**Enunciado da tarefa:**
Reescreva todas as linhas desde o início dos itens até a linha que contém "positive clicks: (161, 520)", inclusive, trocando "rough mask" por "initial mask" e deixando todo o resto inalterado.

Dados armazenados:

....................

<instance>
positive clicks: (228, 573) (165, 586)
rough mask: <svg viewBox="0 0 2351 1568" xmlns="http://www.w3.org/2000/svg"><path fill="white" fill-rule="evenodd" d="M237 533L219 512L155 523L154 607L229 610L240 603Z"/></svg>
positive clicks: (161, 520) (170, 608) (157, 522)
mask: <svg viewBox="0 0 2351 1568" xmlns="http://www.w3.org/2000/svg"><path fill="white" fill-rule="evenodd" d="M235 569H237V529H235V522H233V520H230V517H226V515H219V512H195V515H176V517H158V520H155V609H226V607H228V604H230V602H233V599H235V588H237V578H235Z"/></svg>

....................

**Resposta abaixo:**
<instance>
positive clicks: (228, 573) (165, 586)
initial mask: <svg viewBox="0 0 2351 1568" xmlns="http://www.w3.org/2000/svg"><path fill="white" fill-rule="evenodd" d="M237 533L219 512L155 523L154 607L229 610L240 603Z"/></svg>
positive clicks: (161, 520) (170, 608) (157, 522)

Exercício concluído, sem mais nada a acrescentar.